— begin ROWS —

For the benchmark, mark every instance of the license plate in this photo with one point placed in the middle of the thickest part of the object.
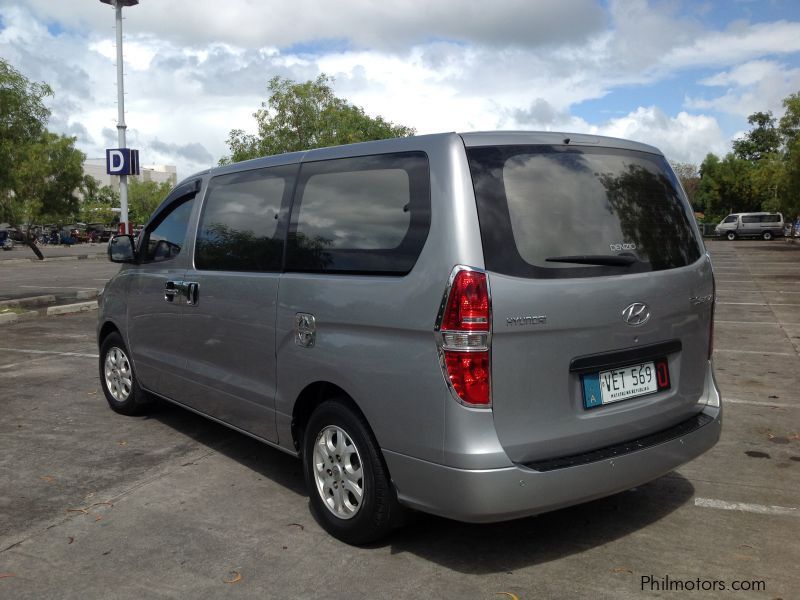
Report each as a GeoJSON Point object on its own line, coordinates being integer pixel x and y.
{"type": "Point", "coordinates": [614, 385]}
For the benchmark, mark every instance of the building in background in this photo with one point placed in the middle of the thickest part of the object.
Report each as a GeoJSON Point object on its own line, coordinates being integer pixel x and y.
{"type": "Point", "coordinates": [96, 167]}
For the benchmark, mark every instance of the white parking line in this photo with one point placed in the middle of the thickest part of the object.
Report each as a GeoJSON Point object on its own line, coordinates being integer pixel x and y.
{"type": "Point", "coordinates": [760, 509]}
{"type": "Point", "coordinates": [55, 287]}
{"type": "Point", "coordinates": [738, 291]}
{"type": "Point", "coordinates": [726, 400]}
{"type": "Point", "coordinates": [767, 353]}
{"type": "Point", "coordinates": [756, 304]}
{"type": "Point", "coordinates": [52, 352]}
{"type": "Point", "coordinates": [775, 323]}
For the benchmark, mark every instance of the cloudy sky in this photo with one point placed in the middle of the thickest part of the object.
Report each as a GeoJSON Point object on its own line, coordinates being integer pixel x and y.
{"type": "Point", "coordinates": [682, 76]}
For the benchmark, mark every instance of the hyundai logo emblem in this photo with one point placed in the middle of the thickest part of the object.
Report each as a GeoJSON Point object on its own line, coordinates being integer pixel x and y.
{"type": "Point", "coordinates": [636, 314]}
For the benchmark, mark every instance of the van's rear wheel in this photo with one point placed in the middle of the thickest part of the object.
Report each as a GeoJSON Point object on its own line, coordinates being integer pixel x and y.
{"type": "Point", "coordinates": [348, 485]}
{"type": "Point", "coordinates": [118, 380]}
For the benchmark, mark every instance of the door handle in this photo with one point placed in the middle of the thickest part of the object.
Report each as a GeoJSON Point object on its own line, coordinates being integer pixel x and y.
{"type": "Point", "coordinates": [172, 289]}
{"type": "Point", "coordinates": [192, 293]}
{"type": "Point", "coordinates": [190, 290]}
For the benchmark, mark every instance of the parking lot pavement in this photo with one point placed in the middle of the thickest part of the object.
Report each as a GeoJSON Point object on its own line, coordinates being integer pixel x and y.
{"type": "Point", "coordinates": [21, 252]}
{"type": "Point", "coordinates": [62, 279]}
{"type": "Point", "coordinates": [96, 505]}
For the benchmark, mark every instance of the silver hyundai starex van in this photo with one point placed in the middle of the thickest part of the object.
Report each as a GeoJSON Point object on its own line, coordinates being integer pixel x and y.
{"type": "Point", "coordinates": [481, 326]}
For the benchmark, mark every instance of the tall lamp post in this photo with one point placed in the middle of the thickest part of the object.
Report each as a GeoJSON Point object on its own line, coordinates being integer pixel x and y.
{"type": "Point", "coordinates": [121, 161]}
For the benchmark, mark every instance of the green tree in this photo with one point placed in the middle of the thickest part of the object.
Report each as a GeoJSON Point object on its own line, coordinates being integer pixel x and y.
{"type": "Point", "coordinates": [23, 118]}
{"type": "Point", "coordinates": [300, 116]}
{"type": "Point", "coordinates": [763, 139]}
{"type": "Point", "coordinates": [689, 176]}
{"type": "Point", "coordinates": [727, 186]}
{"type": "Point", "coordinates": [789, 125]}
{"type": "Point", "coordinates": [44, 183]}
{"type": "Point", "coordinates": [144, 197]}
{"type": "Point", "coordinates": [98, 202]}
{"type": "Point", "coordinates": [39, 171]}
{"type": "Point", "coordinates": [789, 128]}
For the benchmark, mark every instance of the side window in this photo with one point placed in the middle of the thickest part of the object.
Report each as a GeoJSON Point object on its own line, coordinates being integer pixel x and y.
{"type": "Point", "coordinates": [239, 228]}
{"type": "Point", "coordinates": [165, 240]}
{"type": "Point", "coordinates": [369, 214]}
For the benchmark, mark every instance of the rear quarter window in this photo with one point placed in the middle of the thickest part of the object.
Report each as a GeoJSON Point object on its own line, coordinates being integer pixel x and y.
{"type": "Point", "coordinates": [369, 215]}
{"type": "Point", "coordinates": [540, 203]}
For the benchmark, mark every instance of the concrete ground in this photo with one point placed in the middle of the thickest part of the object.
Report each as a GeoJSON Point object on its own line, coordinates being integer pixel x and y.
{"type": "Point", "coordinates": [96, 505]}
{"type": "Point", "coordinates": [62, 278]}
{"type": "Point", "coordinates": [21, 252]}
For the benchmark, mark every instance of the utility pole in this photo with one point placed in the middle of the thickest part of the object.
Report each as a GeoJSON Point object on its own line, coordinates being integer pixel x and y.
{"type": "Point", "coordinates": [128, 165]}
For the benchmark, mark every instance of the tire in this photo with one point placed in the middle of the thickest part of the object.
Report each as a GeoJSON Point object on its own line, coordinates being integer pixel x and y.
{"type": "Point", "coordinates": [118, 379]}
{"type": "Point", "coordinates": [358, 465]}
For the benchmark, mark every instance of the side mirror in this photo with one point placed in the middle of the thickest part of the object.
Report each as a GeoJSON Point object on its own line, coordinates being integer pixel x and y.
{"type": "Point", "coordinates": [120, 249]}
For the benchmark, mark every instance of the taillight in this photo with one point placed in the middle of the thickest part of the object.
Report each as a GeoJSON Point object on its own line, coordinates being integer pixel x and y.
{"type": "Point", "coordinates": [711, 327]}
{"type": "Point", "coordinates": [463, 337]}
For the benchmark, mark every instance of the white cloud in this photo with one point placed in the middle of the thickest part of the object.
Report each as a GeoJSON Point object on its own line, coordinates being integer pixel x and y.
{"type": "Point", "coordinates": [755, 86]}
{"type": "Point", "coordinates": [194, 71]}
{"type": "Point", "coordinates": [740, 42]}
{"type": "Point", "coordinates": [363, 23]}
{"type": "Point", "coordinates": [684, 138]}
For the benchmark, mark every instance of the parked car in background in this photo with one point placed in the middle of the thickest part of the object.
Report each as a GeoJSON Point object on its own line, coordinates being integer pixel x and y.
{"type": "Point", "coordinates": [6, 240]}
{"type": "Point", "coordinates": [743, 225]}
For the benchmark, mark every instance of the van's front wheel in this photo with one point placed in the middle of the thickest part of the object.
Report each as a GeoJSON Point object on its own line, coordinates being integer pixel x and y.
{"type": "Point", "coordinates": [119, 383]}
{"type": "Point", "coordinates": [348, 485]}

— end ROWS —

* [WORK TO COMPLETE]: Rewrite the material, starting at the line containing "For the benchmark, mark every instance of the parked" and ending at the end of the material, with "integer pixel" replaced by "whole-number pixel" and nothing else changed.

* [PROBLEM SOLUTION]:
For the benchmark, mark every instance of the parked car in background in this photo with one point placed in the middle of the thickest part of the object.
Report each as a GeoJSON Point object on its own line, coordinates being whole-number pixel x and y.
{"type": "Point", "coordinates": [6, 240]}
{"type": "Point", "coordinates": [743, 225]}
For the benchmark, mark every instance of the van's front wheel in this photo with one point placed in the middle of the thickest part of the object.
Report each as a GeoJSON Point object on its own line, coordinates being whole-number pixel x and y.
{"type": "Point", "coordinates": [119, 383]}
{"type": "Point", "coordinates": [348, 485]}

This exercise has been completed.